= Beginning of Section =
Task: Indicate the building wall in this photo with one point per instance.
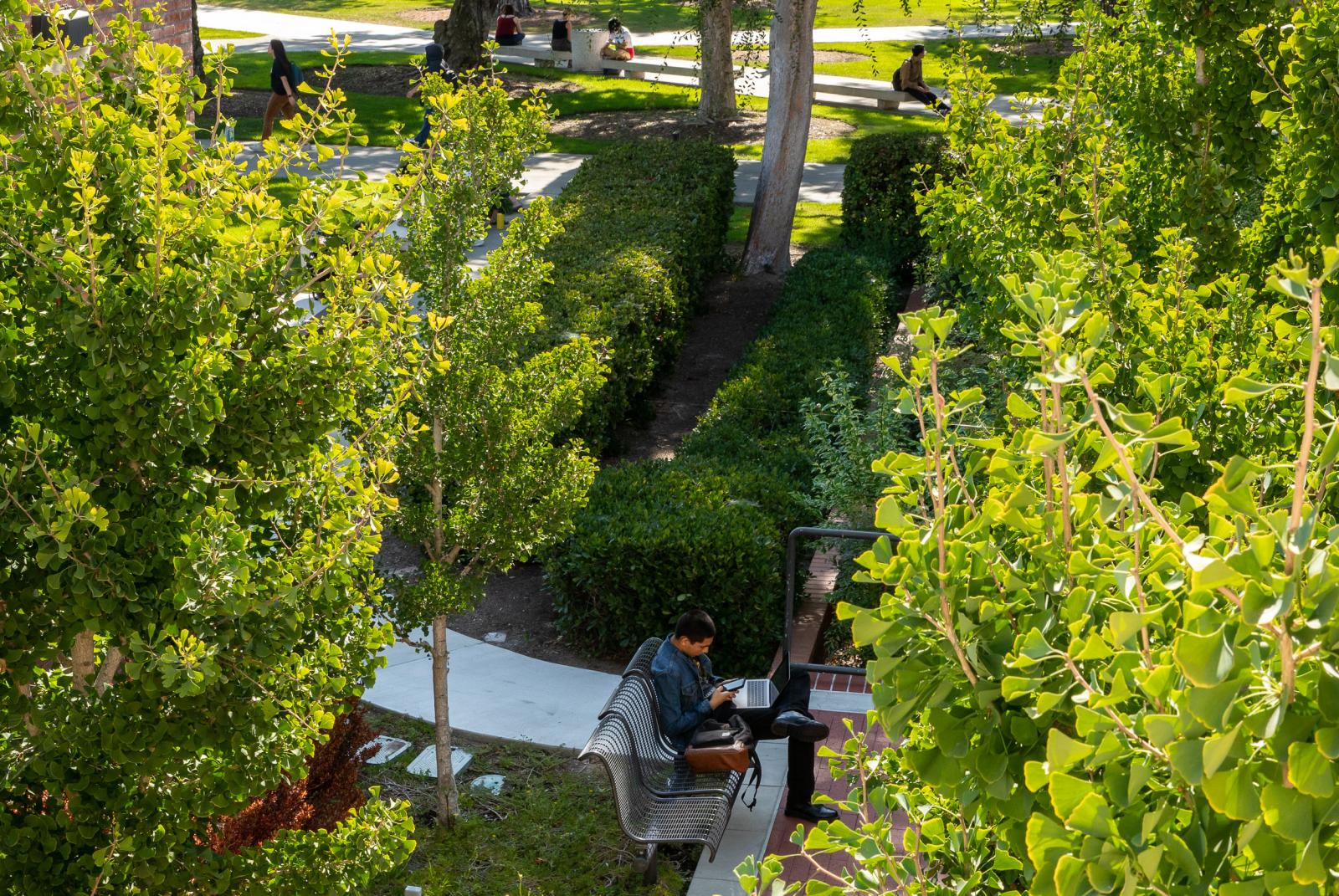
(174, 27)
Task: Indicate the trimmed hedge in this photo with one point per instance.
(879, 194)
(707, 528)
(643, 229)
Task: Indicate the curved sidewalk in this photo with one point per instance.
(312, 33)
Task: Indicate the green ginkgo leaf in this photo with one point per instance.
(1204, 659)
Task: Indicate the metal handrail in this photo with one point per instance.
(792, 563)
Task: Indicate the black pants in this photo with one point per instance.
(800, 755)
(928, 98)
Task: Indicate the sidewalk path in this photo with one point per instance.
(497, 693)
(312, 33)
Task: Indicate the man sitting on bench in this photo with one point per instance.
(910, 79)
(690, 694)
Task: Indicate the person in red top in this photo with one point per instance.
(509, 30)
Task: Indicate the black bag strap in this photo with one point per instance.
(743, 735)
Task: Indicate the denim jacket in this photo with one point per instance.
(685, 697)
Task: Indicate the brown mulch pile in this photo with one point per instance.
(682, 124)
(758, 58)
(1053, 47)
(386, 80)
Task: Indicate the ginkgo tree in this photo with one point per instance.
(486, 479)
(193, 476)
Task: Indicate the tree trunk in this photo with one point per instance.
= End of Section =
= Beginning of Section =
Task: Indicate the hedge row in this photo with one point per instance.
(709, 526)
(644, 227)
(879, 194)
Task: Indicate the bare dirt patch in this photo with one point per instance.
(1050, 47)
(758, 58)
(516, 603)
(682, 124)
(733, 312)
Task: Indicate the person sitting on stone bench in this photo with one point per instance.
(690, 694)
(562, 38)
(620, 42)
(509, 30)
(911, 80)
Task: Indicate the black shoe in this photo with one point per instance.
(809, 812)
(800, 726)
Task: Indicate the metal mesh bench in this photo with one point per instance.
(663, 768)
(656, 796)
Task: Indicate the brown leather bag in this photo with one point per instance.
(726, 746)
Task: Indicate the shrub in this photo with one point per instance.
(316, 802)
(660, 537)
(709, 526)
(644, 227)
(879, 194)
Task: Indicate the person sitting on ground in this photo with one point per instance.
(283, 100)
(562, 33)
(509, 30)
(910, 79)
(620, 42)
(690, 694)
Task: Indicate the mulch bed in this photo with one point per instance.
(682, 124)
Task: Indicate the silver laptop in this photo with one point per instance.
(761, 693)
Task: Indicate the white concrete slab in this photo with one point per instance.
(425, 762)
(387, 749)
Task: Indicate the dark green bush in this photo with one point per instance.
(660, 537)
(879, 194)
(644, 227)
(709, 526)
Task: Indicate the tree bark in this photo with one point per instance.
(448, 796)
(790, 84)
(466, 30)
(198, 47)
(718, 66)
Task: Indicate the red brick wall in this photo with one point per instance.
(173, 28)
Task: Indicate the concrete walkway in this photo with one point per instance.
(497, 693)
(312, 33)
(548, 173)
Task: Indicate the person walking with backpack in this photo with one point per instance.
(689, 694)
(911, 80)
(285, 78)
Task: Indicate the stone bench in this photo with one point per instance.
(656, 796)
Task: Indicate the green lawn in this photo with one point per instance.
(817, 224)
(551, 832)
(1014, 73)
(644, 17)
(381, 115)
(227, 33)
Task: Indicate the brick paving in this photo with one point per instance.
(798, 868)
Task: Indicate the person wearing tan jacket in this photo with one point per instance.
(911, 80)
= End of Section =
# [TASK BRIEF]
The exact lines of the material above starting at the one that contains "Task: Indicate the denim" and ending at the one that contains "Task: Indicate the tree trunk" are what to retype; leave out everything else.

# [RESULT FOR THIS TASK]
Task: Indicate the denim jacket in this photo with one point per instance.
(685, 697)
Task: Indicate the brown mulch pile in this photo with one point per instance.
(682, 124)
(758, 58)
(1053, 47)
(386, 80)
Task: Indicate the ginkgo tree in this photo with one point per instance.
(486, 479)
(193, 476)
Task: Indicate the tree trunk in this photo with one point per instance.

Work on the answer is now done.